(Records from a dataset)
● ● ● ● ● ● ●

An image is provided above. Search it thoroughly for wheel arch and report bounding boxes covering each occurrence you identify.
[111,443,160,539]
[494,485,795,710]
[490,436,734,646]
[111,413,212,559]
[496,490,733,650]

● ● ● ● ● ● ●

Try it:
Transcribe every record above exactly as written.

Response box:
An image is provided above. Search it thoroughly for wheel arch and report bounding boxes covering each occurrence you identify.
[111,443,160,539]
[494,485,795,710]
[490,436,734,646]
[111,413,212,559]
[496,490,733,650]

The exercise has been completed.